**EXCERPT PROVIDED**
╔══
- Promotional poster featuring various AEW wrestlers
- Promotion: All Elite Wrestling
- Date: June 11, 2025
- City: Portland, Oregon
- Venue: Theater of the Clouds at Moda Center
- Attendance: 3,251

AEW Dynamite special episodes chronology
| ← Previous Fyter Fest | Next → Grand Slam Mexico |

AEW Collision special episodes chronology
| ← Previous Fyter Fest | Next → Collision 100 |

Summer Blockbuster chronology
| ← Previous First | Next → 2026 |

= Summer Blockbuster (2025) =

2025 professional wrestling event

Summer Blockbuster was a two-part professional wrestling television special produced by All Elite Wrestling (AEW). It aired live on Wednesday, June 11, 2025, at the Theater of the Clouds at Moda Center in Portland, Oregon as a four-hour marathon of back-to-back special episodes of AEW's weekly television programs, Dynamite and Collision. Both aired on TBS and were simulcast on Max in the United States. Dynamite aired in its normal 8:00 p.m. Eastern Time (ET) slot while Collision, which normally airs on Saturdays on TNT, aired immediately after Dynamite at 10:00 p.m. ET.
╚══
**INFORMATION GIVEN**
╔══
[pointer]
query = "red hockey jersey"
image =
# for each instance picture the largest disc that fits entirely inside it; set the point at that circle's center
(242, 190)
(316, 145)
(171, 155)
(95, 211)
╚══
╔══
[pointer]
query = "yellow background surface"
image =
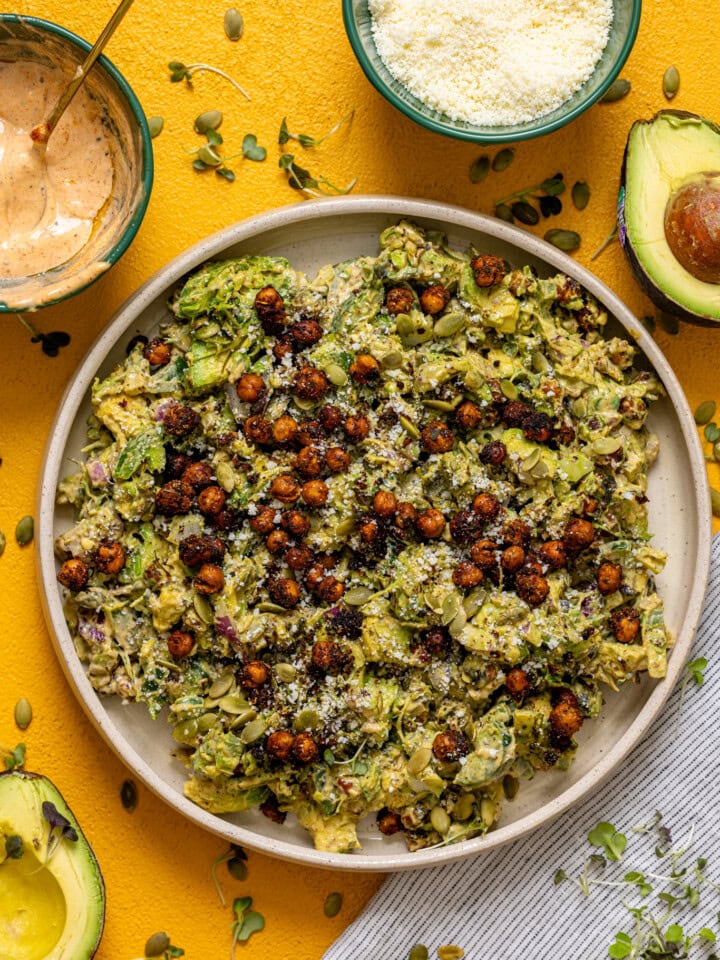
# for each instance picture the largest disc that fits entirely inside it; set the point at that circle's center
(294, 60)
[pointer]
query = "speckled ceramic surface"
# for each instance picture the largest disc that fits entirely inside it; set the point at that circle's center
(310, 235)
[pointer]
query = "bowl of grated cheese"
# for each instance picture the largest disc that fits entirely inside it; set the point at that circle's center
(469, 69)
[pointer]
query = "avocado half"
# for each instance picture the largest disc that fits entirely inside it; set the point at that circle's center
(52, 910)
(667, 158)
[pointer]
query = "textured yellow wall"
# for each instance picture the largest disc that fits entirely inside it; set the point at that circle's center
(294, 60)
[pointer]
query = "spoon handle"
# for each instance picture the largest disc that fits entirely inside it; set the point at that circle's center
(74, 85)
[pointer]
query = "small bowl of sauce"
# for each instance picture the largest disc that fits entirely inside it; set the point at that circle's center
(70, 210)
╚══
╔══
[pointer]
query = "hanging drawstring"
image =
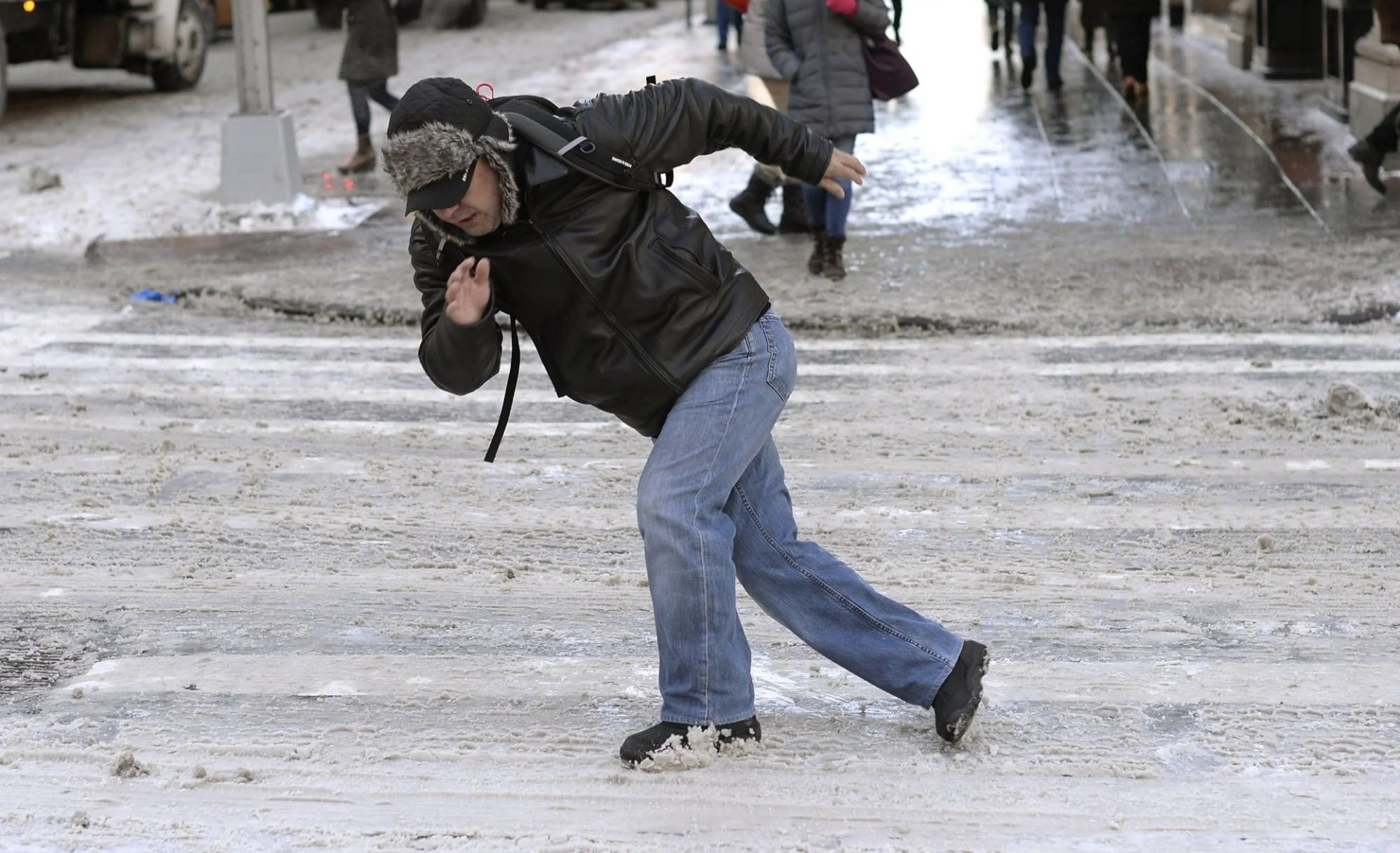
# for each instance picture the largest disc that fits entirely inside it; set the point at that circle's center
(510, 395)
╚══
**WRITTEN EXERCISE**
Retype, word for word, the passage of the text on Summer Blockbuster that begins with the words containing "Summer Blockbuster was" and ends with "10:00 p.m. ET.". The material above stands apart from the text on Summer Blockbuster.

**TASK RESPONSE**
Summer Blockbuster was a two-part professional wrestling television special produced by All Elite Wrestling (AEW). It aired live on Wednesday, June 11, 2025, at the Theater of the Clouds at Moda Center in Portland, Oregon as a four-hour marathon of back-to-back special episodes of AEW's weekly television programs, Dynamite and Collision. Both aired on TBS and were simulcast on Max in the United States. Dynamite aired in its normal 8:00 p.m. Eastern Time (ET) slot while Collision, which normally airs on Saturdays on TNT, aired immediately after Dynamite at 10:00 p.m. ET.